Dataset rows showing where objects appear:
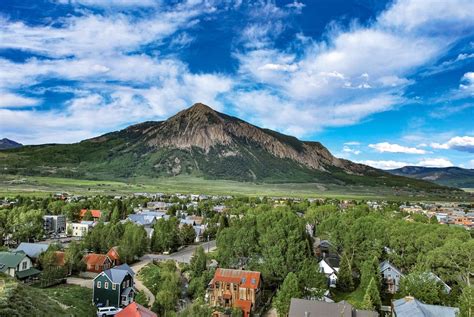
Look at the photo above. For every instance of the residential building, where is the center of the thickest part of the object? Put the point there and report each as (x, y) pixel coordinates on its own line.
(114, 287)
(79, 229)
(391, 276)
(411, 307)
(114, 256)
(235, 288)
(54, 224)
(96, 214)
(32, 250)
(330, 267)
(313, 308)
(17, 264)
(135, 310)
(96, 263)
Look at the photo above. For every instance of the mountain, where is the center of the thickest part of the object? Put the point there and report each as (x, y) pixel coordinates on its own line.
(9, 144)
(448, 176)
(202, 142)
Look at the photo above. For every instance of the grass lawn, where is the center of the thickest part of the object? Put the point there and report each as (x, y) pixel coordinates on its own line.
(74, 299)
(11, 185)
(355, 298)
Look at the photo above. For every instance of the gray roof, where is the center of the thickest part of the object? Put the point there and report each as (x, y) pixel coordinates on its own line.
(118, 273)
(313, 308)
(33, 250)
(411, 307)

**What you need to do:**
Rewrite all of the data above as a JSON list of strings with one string per line, skipping any blank lines. Leave the picture out of the list.

**Answer to this problem:**
[
  "Look at the photo above. For every instance of the residential building, where is the center of the thickest part of the object? Put the point there and report each as (x, y) pixel coordinates on its own line.",
  "(114, 287)",
  "(79, 229)",
  "(391, 276)",
  "(411, 307)",
  "(114, 256)",
  "(235, 288)",
  "(54, 224)",
  "(96, 214)",
  "(32, 250)",
  "(330, 267)",
  "(313, 308)",
  "(17, 264)",
  "(135, 310)",
  "(96, 263)",
  "Look at the photo above. For every instance of the mountain, where is the center of the thickest part of the object? Put the point there and report each as (x, y) pixel coordinates on its own line.",
  "(9, 144)",
  "(448, 176)",
  "(202, 142)",
  "Look at the photo above. For every instance of the grass lawn, where is the center of the thickest part of the object? Put the point there and report each as (x, y) pixel coordinates on its own line.",
  "(74, 299)",
  "(11, 185)",
  "(355, 298)",
  "Look at the photo above. For every instance of the gray roof, where is the center of the thickest part of the object? Put the point there and report each as (x, y) pixel coordinates on its own line.",
  "(118, 273)",
  "(313, 308)",
  "(33, 250)",
  "(411, 307)"
]